Task requirements - Where a line below holds the string "apple", copy that line.

Given records -
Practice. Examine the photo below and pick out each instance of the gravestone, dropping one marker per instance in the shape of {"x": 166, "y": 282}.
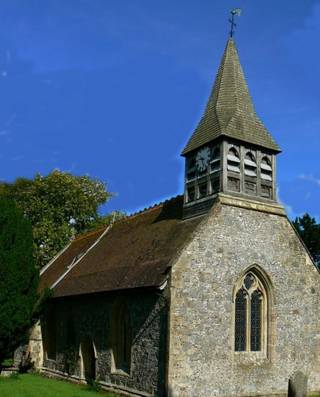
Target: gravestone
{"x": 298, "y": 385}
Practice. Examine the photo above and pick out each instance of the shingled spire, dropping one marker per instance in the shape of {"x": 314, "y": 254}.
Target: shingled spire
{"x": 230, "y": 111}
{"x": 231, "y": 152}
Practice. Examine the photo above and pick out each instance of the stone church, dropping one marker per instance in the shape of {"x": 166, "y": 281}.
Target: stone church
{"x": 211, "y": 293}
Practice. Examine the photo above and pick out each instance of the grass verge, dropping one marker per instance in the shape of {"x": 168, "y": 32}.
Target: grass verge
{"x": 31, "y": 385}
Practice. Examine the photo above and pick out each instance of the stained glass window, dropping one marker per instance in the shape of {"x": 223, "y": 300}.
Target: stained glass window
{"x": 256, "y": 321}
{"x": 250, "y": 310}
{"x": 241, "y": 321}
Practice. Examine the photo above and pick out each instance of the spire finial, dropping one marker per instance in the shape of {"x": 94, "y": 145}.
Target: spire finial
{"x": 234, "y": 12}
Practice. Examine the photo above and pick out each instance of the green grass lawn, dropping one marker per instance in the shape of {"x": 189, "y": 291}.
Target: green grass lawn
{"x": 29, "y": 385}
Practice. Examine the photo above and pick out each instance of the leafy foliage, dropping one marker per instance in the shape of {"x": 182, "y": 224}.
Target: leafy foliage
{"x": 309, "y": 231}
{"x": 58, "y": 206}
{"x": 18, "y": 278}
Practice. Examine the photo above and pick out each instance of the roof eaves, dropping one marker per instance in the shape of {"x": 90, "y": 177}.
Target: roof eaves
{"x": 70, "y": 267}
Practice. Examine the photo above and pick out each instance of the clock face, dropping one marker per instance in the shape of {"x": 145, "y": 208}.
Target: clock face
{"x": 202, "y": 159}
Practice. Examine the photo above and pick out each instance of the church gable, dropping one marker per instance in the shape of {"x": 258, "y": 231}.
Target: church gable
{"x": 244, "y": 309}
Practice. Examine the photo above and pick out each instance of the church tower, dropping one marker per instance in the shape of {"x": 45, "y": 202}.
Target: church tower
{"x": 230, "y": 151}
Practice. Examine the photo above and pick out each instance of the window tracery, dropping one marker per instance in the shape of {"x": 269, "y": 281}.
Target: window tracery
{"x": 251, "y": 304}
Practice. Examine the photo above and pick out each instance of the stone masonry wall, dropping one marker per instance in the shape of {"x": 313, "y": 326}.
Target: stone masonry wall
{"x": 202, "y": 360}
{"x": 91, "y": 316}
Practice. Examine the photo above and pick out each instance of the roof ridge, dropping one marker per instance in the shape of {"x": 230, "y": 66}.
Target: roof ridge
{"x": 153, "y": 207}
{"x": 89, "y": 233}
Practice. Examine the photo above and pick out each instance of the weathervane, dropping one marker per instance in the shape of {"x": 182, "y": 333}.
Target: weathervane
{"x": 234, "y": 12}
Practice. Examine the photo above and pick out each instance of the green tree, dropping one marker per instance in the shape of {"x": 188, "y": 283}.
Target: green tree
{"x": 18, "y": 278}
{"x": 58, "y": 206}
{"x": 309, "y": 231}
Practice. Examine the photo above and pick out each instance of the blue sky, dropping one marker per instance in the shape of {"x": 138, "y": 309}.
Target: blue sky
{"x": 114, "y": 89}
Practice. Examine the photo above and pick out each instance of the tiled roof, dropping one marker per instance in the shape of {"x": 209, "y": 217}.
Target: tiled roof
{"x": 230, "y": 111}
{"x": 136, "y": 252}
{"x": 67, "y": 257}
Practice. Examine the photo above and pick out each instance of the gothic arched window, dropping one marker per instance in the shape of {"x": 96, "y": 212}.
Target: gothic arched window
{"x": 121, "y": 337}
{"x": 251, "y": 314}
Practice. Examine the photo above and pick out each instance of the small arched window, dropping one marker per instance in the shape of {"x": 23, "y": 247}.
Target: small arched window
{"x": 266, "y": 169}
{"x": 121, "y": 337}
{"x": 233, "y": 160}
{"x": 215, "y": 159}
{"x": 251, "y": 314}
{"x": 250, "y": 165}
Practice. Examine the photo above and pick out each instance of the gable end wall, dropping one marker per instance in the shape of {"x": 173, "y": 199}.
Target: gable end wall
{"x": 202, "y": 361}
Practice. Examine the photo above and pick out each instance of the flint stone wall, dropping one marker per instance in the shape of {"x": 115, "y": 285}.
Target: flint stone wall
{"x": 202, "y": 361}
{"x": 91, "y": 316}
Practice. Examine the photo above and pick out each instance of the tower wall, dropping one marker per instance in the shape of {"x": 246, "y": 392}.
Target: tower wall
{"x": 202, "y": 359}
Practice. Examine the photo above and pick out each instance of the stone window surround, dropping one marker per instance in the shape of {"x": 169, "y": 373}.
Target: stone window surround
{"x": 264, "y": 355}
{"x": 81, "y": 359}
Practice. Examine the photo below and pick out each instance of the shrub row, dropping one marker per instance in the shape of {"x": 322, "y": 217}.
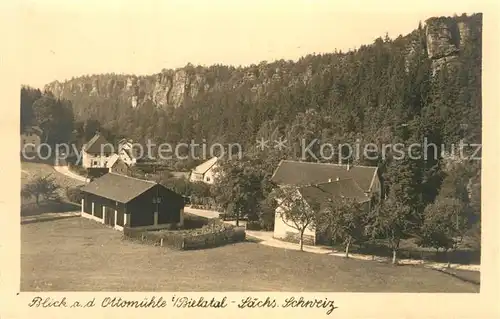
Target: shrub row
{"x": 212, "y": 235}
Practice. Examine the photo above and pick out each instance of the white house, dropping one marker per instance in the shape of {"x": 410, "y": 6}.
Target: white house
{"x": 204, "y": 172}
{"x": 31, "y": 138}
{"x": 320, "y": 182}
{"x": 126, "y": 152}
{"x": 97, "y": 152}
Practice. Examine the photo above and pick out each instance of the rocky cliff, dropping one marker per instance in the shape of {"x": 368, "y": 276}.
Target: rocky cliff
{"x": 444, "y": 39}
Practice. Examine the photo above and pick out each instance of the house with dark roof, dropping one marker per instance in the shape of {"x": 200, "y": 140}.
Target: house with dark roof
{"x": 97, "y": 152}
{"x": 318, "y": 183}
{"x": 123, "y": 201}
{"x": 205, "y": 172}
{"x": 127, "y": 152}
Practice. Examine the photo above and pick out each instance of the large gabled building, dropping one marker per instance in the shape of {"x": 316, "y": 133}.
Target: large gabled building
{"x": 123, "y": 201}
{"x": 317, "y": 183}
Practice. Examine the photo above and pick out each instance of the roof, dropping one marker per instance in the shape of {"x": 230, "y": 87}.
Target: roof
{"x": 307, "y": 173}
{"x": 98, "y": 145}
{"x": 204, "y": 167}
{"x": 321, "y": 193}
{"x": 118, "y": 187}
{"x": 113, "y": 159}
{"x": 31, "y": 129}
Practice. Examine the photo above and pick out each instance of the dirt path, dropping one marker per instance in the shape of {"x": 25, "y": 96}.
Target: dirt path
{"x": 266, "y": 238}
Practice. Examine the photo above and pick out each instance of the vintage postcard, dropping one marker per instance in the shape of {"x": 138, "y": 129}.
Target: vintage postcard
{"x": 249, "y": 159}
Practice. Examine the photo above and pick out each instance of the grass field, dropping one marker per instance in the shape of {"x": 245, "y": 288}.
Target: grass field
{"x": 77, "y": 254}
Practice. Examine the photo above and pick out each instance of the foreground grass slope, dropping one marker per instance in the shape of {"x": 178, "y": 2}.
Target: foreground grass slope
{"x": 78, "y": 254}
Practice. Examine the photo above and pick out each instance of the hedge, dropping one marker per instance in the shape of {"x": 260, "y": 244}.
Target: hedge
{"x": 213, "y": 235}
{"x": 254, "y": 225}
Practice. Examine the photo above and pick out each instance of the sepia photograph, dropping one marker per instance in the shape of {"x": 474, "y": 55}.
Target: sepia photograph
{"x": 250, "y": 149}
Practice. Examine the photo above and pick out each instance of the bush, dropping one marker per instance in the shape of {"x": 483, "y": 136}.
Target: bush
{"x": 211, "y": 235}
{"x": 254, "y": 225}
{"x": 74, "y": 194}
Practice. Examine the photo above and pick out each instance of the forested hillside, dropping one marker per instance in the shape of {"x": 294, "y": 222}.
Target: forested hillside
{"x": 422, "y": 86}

==

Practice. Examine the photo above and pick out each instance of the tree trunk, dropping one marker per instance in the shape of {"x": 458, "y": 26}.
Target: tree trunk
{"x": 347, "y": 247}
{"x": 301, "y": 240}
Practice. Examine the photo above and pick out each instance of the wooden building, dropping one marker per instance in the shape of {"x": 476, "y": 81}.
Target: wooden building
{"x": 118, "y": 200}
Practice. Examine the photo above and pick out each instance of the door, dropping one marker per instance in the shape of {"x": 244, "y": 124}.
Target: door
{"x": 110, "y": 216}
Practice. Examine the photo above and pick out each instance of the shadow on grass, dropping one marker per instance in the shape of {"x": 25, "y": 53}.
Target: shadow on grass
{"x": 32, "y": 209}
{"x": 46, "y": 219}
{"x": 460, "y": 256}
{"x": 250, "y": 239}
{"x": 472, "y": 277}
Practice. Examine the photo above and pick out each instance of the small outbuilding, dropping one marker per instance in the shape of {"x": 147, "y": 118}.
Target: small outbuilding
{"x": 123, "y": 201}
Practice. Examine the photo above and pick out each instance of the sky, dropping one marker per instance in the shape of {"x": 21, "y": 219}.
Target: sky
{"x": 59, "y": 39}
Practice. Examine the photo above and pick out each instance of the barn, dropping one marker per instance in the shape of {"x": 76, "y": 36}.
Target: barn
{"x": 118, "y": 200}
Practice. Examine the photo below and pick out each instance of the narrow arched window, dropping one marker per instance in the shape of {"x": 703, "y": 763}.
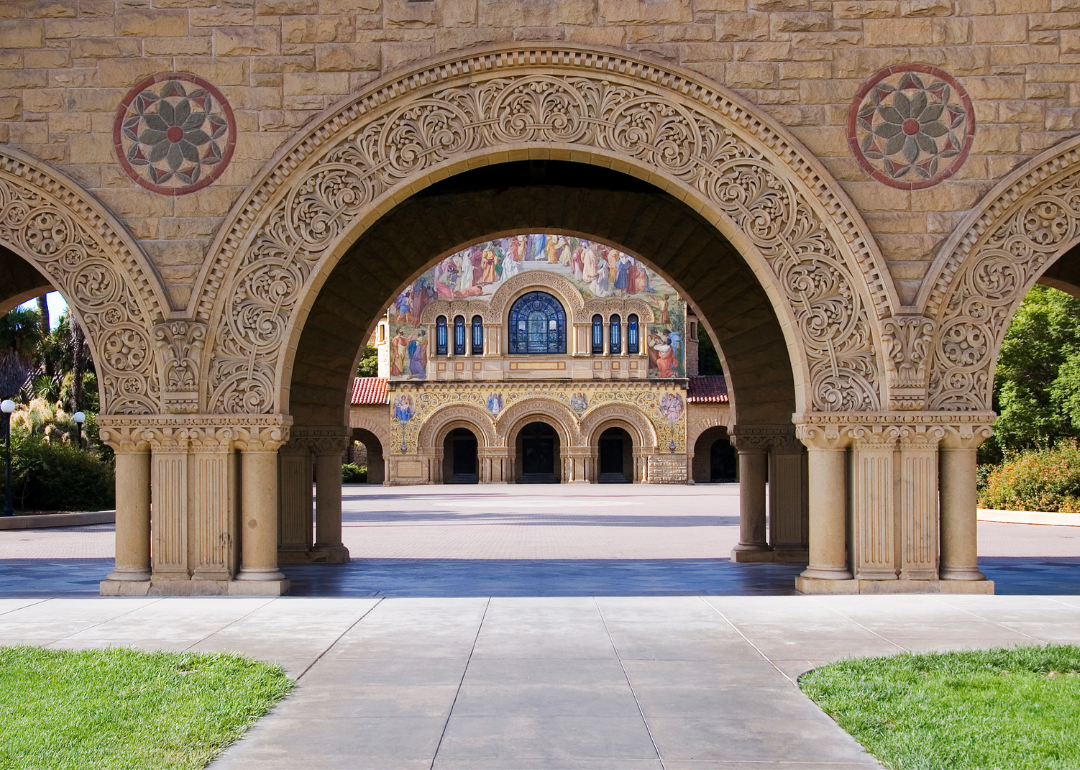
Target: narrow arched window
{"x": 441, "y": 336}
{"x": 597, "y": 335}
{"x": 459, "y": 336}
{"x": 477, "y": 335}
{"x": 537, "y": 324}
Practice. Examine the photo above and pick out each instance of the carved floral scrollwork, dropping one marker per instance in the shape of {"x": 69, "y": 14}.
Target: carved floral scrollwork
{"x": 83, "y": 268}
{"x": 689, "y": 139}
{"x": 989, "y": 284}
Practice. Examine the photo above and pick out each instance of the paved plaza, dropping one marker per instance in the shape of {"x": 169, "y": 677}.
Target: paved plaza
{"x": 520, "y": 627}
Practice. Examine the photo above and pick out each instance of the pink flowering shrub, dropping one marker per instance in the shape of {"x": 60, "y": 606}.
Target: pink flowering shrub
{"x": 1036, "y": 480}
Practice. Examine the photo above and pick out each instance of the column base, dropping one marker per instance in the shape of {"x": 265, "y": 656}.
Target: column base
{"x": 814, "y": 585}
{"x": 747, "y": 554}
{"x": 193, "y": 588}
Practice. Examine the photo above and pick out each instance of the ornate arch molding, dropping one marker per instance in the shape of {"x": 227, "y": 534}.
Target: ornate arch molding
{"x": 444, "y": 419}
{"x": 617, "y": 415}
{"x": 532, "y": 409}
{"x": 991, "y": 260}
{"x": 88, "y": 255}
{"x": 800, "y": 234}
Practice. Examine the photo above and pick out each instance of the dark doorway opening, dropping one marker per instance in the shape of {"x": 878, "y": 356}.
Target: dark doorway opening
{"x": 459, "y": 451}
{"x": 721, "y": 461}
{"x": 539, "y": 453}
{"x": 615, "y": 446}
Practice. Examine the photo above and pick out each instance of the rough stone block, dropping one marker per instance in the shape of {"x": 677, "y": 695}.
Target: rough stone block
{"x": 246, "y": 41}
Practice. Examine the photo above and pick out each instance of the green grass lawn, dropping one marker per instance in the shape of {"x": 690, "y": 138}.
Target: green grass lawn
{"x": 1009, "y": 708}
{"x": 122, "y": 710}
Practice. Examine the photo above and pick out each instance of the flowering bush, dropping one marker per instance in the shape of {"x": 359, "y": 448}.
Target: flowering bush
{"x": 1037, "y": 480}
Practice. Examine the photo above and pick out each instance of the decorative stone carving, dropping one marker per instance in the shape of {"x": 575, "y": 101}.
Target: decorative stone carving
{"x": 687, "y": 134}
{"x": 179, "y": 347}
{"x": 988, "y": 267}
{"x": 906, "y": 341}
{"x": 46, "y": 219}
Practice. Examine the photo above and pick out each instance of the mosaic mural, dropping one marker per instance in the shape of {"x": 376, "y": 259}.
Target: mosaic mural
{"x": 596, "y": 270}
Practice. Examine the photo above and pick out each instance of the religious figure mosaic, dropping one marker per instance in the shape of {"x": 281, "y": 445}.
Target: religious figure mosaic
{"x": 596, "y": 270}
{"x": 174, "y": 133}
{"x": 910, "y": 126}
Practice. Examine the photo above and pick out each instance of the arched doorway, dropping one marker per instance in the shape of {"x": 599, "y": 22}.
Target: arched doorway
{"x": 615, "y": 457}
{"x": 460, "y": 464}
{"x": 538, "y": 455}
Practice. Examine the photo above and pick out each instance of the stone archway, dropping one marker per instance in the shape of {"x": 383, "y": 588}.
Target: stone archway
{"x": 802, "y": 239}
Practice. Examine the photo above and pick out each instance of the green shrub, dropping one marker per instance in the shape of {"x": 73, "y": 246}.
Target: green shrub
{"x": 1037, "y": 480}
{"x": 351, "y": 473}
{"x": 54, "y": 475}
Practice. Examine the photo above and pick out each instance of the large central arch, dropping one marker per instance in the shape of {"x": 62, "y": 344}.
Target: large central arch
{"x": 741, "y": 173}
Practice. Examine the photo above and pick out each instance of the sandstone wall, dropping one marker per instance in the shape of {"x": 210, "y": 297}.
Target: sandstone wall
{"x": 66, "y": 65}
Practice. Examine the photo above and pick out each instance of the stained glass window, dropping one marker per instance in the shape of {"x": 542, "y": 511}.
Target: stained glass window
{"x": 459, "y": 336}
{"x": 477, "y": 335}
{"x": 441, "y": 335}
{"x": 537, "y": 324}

---

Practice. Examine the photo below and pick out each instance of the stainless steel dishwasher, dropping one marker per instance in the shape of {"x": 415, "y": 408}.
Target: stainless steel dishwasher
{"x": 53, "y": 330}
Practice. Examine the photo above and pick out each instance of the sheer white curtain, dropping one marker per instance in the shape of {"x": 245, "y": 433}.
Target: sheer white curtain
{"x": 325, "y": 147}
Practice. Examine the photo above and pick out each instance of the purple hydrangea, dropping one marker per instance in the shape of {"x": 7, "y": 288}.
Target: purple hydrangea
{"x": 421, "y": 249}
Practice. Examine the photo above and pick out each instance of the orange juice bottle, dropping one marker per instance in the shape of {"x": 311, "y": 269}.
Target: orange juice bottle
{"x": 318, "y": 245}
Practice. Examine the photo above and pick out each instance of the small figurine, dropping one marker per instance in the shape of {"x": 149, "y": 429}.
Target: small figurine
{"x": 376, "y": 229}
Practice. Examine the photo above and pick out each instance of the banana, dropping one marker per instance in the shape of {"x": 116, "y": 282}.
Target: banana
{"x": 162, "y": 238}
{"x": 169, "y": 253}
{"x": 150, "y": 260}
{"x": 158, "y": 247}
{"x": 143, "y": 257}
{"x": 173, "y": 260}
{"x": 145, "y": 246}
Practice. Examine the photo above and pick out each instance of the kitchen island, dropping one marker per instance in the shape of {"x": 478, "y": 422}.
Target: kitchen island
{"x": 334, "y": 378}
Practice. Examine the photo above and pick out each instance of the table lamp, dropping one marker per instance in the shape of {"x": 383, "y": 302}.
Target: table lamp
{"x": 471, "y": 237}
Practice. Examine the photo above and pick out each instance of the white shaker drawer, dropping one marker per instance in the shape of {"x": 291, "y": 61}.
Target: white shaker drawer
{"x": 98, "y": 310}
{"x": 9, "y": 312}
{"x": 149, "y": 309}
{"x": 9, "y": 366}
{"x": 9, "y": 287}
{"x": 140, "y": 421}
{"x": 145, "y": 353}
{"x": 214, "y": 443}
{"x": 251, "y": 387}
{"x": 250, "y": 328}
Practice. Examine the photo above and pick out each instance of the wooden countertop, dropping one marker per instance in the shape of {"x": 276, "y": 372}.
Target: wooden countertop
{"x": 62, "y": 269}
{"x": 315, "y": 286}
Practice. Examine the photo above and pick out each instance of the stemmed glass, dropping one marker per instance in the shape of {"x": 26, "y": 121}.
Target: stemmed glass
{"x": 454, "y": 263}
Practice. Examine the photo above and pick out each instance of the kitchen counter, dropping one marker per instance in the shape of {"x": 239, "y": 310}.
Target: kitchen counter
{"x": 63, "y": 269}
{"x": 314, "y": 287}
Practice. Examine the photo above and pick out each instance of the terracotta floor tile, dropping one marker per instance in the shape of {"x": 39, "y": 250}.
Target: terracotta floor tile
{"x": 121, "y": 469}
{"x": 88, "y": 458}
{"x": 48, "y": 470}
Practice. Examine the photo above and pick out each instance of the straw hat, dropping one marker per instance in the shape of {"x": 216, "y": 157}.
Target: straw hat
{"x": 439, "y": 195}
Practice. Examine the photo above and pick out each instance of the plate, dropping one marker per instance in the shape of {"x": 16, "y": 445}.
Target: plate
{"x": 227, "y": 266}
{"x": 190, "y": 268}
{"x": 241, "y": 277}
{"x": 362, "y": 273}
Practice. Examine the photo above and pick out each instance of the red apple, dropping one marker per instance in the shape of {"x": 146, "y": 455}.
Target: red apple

Result for this task -
Practice. Examine the photo above and pick out each instance of the red apple, dropping one marker per instance in the shape of {"x": 146, "y": 455}.
Target: red apple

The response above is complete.